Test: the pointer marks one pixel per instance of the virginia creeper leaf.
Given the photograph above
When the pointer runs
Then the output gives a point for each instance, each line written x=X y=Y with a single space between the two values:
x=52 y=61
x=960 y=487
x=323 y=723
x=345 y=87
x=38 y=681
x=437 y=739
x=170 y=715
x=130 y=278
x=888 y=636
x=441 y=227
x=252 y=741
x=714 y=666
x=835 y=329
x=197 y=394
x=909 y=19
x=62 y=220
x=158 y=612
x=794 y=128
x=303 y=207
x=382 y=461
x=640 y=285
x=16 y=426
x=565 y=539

•••••

What you need to do – Arrange every line of the items above as a numbered list, leaving out blank lines.

Task answer –
1. Test: the pointer marks one pixel per instance of the virginia creeper leaf.
2. Given the photograph above
3. When the pointer runs
4. Then the output gives a point for each instance, each line written x=X y=Y with a single space between the two values:
5. x=52 y=61
6. x=960 y=487
7. x=323 y=723
8. x=345 y=87
9. x=38 y=681
10. x=437 y=739
11. x=170 y=715
12. x=130 y=278
13. x=888 y=636
14. x=441 y=227
15. x=252 y=741
16. x=714 y=666
17. x=835 y=329
18. x=197 y=394
19. x=909 y=19
20. x=62 y=220
21. x=158 y=612
22. x=794 y=128
23. x=303 y=207
24. x=382 y=461
25. x=640 y=285
26. x=16 y=426
27. x=565 y=539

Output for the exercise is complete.